--- Start Data provided ---
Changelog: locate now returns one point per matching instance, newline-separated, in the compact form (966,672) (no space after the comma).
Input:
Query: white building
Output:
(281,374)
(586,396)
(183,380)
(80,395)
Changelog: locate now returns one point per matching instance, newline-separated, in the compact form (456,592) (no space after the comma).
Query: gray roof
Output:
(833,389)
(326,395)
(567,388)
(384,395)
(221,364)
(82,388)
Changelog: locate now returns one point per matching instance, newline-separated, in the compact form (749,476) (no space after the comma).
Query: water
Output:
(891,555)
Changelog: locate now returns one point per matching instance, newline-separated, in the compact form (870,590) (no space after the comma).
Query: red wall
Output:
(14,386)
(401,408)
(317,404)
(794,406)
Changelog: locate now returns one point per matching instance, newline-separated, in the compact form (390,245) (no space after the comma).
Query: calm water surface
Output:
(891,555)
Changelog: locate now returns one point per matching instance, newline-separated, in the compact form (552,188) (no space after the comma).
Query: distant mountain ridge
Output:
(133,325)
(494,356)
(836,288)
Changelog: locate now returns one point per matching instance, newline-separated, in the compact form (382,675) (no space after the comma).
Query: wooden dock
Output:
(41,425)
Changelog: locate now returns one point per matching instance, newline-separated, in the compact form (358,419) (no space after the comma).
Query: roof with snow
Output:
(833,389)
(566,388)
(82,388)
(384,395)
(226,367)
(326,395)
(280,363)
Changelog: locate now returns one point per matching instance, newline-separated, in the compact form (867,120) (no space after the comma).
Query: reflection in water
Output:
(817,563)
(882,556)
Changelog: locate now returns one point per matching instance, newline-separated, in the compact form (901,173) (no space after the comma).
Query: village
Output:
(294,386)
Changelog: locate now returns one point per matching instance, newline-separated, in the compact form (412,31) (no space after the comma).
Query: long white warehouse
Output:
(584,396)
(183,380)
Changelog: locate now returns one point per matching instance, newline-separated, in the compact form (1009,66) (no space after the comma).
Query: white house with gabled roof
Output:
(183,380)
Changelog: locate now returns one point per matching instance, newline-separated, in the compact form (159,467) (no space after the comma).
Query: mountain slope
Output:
--- End Data provided ---
__Aim__: Please reproduce all of the records above word for word, leaving nothing out and adding nothing.

__Solution to the problem__:
Changelog: locate now returns one point per matching instance, newline-separated, in the compact form (966,672) (no space after the comma).
Input:
Query: white building
Output:
(281,374)
(586,396)
(183,380)
(80,395)
Changelog: locate now returns one point per matching instance, newline-separated, in the compact form (456,592) (no space after the comma).
Query: gray roof
Output:
(833,389)
(326,395)
(567,388)
(384,395)
(221,364)
(82,388)
Changelog: locate now returns one point per matching instance, newline-separated, in the compact form (749,476) (no space after the comma).
Query: water
Output:
(891,555)
Changelog: locate now returns one point per matching instance, newline-separated, in the compact form (870,590) (no space after the comma).
Query: red wall
Output:
(14,386)
(401,408)
(317,404)
(794,406)
Changelog: locate now returns one point per matching instance, newline-separated, in the compact form (390,245) (no space after the comma).
Query: calm water surface
Output:
(891,555)
Changelog: locate now returns one point per matching instance, newline-separated, in the compact form (552,188) (no space after the comma).
Query: distant mountain ridge
Output:
(133,325)
(494,356)
(836,288)
Changelog: locate now returns one point per matching instance, newline-separated, in the compact form (382,675) (no space after the comma).
Query: wooden dock
Output:
(41,425)
Changelog: locate now returns one point per matching instance, newline-separated, in the compact form (358,419) (no space after the comma).
Query: roof with snow
Output:
(833,389)
(566,388)
(82,388)
(384,395)
(226,367)
(326,395)
(280,363)
Changelog: locate now returns one point per matching instance, newline-separated, in the compact form (867,120) (no space after the comma).
Query: reflection in water
Output:
(817,563)
(882,556)
Changelog: locate now returns one point per matching instance, newline-separated, in the compact form (901,173) (no space after the comma).
Query: village
Output:
(294,386)
Changelog: locate now returns one point per matching instance, newline-separated, in the compact form (412,31) (no space after the comma).
Query: long white warehouse
Output:
(584,396)
(183,380)
Changelog: locate now returns one point per matching instance, newline-separated, in the compact form (1009,66) (no space after the comma).
Query: white house with gabled roof
Output:
(183,380)
Changelog: locate now returns one point per matching instance, newline-separated, in the compact form (159,467) (no space after the comma).
Query: mountain slope
Output:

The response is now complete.